[Source rows]
........
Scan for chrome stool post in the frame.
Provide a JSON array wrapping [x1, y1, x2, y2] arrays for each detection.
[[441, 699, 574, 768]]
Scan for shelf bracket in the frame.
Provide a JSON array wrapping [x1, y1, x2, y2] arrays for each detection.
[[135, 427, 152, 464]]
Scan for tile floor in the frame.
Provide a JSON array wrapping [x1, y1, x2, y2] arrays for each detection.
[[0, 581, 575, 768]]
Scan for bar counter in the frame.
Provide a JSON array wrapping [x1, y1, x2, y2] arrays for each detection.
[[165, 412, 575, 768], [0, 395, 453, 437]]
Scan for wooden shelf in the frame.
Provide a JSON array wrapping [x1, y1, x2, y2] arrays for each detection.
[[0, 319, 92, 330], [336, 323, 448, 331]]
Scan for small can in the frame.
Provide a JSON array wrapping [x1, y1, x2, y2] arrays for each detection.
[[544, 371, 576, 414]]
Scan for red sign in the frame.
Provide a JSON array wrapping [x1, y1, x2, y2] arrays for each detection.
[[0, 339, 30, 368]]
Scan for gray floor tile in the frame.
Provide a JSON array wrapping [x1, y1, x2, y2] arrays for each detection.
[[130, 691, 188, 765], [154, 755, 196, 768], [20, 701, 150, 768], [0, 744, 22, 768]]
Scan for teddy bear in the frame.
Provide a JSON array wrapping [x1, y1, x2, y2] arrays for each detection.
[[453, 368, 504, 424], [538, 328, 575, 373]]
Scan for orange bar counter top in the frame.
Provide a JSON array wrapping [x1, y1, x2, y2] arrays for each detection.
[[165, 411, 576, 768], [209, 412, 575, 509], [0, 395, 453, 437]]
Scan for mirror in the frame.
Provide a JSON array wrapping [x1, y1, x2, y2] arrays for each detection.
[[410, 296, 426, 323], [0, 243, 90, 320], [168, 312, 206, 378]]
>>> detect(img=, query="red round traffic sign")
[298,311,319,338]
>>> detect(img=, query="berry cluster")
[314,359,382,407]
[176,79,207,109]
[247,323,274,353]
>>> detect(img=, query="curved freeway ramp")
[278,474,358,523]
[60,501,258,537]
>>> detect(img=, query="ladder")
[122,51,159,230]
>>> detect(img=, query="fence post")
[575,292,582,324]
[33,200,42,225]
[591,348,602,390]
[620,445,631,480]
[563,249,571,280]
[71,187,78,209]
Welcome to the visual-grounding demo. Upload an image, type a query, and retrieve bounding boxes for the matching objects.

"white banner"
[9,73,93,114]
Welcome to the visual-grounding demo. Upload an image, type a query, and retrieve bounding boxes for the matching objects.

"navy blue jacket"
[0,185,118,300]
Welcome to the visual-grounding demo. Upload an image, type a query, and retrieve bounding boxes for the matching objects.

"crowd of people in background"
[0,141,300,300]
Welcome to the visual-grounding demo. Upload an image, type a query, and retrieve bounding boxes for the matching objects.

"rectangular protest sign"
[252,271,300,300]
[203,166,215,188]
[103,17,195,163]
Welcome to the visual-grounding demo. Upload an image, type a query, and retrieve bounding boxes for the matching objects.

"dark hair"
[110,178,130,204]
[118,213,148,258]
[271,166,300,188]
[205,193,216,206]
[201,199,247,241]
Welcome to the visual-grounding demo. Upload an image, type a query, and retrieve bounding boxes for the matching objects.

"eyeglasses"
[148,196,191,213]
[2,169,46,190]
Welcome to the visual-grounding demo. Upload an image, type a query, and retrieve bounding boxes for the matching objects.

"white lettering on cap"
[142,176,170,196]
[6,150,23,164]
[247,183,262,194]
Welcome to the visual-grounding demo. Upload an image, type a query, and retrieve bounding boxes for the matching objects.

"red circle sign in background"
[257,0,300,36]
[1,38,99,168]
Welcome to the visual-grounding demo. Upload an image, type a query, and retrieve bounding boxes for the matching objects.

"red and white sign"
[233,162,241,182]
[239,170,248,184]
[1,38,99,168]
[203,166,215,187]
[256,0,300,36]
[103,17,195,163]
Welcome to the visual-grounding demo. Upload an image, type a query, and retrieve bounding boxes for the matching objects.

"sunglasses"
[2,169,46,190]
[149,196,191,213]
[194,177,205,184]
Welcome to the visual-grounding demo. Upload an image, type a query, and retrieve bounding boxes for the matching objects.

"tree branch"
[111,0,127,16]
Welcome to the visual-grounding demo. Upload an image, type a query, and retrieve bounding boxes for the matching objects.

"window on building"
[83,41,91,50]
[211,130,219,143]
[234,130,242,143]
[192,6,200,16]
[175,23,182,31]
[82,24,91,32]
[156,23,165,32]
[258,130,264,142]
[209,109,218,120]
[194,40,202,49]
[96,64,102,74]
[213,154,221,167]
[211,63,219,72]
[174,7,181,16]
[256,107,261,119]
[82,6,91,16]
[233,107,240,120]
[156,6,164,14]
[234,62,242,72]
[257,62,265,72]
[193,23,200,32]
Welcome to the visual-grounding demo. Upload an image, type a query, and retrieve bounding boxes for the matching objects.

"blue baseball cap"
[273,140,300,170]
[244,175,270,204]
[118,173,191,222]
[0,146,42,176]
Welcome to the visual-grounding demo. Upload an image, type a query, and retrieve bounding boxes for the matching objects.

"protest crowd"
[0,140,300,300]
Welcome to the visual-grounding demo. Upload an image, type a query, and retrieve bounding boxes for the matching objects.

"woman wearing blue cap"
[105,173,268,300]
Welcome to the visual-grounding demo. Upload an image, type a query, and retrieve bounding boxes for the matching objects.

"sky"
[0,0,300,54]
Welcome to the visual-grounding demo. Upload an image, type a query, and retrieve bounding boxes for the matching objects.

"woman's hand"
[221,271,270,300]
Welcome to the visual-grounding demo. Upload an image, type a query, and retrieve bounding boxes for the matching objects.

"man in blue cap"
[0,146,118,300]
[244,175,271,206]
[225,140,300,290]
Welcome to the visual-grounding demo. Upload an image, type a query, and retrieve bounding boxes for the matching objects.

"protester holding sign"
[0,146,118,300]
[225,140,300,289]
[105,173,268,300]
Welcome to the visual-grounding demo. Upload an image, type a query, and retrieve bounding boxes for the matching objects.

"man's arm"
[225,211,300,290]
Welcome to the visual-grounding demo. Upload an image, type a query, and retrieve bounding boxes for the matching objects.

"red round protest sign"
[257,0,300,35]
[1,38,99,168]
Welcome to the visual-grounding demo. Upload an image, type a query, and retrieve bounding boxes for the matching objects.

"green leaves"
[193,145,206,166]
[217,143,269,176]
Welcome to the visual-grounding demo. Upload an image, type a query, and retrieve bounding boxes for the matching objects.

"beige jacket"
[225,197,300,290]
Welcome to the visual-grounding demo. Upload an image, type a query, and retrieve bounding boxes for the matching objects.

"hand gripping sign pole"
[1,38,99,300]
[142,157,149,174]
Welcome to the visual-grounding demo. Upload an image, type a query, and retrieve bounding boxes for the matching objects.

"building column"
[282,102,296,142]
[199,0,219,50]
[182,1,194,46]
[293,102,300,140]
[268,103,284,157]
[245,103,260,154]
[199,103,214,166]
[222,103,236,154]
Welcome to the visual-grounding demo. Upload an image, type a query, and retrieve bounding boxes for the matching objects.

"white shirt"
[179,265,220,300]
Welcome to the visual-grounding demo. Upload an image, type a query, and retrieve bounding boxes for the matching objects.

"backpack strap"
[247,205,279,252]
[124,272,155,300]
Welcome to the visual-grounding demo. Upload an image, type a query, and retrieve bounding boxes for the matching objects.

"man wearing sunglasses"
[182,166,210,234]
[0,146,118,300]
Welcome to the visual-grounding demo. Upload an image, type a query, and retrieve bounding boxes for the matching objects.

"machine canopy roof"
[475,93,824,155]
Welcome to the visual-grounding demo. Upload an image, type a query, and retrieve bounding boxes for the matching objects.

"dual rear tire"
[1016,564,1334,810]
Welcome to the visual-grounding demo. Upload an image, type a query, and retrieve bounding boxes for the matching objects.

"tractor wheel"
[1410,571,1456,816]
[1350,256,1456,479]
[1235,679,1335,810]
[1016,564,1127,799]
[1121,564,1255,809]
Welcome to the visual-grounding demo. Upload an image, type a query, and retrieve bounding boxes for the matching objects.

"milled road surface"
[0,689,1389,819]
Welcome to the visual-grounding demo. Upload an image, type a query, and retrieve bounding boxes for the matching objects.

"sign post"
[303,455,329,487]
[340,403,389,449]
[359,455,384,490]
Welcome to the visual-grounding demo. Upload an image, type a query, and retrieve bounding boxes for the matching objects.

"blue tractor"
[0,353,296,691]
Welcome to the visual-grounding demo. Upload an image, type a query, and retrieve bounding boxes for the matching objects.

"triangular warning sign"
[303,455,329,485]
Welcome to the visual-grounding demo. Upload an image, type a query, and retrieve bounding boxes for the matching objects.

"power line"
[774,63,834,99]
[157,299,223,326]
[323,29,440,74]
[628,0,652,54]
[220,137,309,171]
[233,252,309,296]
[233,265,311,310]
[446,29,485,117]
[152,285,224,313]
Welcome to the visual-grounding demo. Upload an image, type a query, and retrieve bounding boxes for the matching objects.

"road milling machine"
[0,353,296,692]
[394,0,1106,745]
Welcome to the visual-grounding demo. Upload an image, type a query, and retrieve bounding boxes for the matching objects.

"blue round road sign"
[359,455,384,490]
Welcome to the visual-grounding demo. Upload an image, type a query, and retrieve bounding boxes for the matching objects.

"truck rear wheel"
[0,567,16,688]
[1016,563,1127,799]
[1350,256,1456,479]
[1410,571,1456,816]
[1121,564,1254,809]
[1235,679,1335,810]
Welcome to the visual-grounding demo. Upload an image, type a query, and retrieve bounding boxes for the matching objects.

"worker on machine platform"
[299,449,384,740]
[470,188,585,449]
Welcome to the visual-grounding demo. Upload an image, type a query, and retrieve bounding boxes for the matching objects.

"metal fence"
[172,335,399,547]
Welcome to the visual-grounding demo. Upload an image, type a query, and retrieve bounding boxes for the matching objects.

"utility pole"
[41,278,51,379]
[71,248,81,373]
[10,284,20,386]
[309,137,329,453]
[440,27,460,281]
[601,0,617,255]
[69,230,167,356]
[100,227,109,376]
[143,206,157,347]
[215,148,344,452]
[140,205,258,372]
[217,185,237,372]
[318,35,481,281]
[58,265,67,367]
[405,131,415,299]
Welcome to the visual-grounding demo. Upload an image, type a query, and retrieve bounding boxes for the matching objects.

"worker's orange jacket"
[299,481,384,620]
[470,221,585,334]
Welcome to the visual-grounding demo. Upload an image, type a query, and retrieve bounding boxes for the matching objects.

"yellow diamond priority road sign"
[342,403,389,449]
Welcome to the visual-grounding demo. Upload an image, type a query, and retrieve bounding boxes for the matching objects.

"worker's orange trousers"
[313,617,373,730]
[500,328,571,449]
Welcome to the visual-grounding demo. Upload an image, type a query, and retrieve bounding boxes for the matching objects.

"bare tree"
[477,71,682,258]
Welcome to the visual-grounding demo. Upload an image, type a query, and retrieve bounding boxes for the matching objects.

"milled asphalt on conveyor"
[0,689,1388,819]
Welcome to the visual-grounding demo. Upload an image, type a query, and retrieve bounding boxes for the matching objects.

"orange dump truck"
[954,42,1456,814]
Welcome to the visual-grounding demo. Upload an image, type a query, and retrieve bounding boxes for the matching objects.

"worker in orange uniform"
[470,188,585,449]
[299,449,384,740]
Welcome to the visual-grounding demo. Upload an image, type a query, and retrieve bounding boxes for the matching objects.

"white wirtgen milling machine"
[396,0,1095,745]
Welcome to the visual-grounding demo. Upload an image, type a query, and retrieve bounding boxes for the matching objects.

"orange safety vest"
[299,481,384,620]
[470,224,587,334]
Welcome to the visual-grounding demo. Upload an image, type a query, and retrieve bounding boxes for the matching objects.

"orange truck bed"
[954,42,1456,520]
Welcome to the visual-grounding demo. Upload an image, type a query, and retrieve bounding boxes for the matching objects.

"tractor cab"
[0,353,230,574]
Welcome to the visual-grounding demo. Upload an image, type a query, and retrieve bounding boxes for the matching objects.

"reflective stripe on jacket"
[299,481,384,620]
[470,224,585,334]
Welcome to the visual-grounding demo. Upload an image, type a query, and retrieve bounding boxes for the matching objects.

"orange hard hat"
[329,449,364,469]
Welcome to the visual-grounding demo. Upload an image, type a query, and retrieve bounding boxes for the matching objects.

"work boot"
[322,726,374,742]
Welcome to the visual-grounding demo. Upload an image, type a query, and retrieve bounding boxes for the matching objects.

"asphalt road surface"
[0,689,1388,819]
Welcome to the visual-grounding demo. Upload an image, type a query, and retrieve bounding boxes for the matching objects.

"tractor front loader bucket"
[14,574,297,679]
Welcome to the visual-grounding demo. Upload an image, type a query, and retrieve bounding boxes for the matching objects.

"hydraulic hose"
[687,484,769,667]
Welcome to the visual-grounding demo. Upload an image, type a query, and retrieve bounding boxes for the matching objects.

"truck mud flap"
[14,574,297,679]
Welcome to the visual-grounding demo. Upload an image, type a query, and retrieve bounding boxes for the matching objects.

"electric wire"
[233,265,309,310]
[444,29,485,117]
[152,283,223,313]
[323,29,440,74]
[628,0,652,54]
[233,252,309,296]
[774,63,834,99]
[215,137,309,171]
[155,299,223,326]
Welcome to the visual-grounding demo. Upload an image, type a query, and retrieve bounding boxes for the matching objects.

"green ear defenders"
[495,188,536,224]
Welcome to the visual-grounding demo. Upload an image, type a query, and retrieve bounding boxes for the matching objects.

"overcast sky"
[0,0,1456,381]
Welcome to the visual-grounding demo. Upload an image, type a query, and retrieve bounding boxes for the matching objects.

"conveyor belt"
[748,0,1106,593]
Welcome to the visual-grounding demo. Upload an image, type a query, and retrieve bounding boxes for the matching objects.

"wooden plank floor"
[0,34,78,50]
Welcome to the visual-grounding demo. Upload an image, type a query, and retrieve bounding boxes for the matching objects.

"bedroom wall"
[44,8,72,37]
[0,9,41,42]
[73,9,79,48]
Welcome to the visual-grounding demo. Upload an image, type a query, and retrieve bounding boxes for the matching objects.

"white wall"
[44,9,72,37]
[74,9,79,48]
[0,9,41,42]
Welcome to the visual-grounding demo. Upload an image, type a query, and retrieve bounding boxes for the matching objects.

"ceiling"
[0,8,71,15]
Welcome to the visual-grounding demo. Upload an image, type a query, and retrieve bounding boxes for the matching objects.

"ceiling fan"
........
• _Problem to work on_
Can you give the rows, starting with the line that contains "Scan for gray floor tile in the frame." and going on through the line that contains "[[453, 368, 504, 424], [538, 328, 575, 373]]", both included, as a numbered list with blank lines left out?

• _Completed exercise_
1. Scan for gray floor tile in the frame.
2. Provide a JSON array wrapping [x1, y1, x2, y2] arrays for each detection.
3. [[130, 691, 188, 765], [154, 755, 196, 768], [20, 701, 150, 768], [0, 744, 22, 768]]
4. Scan for teddy bear in the frame.
5. Provide a JSON array wrapping [x1, y1, x2, y2] arrays for each detection.
6. [[453, 368, 504, 424], [538, 328, 575, 373]]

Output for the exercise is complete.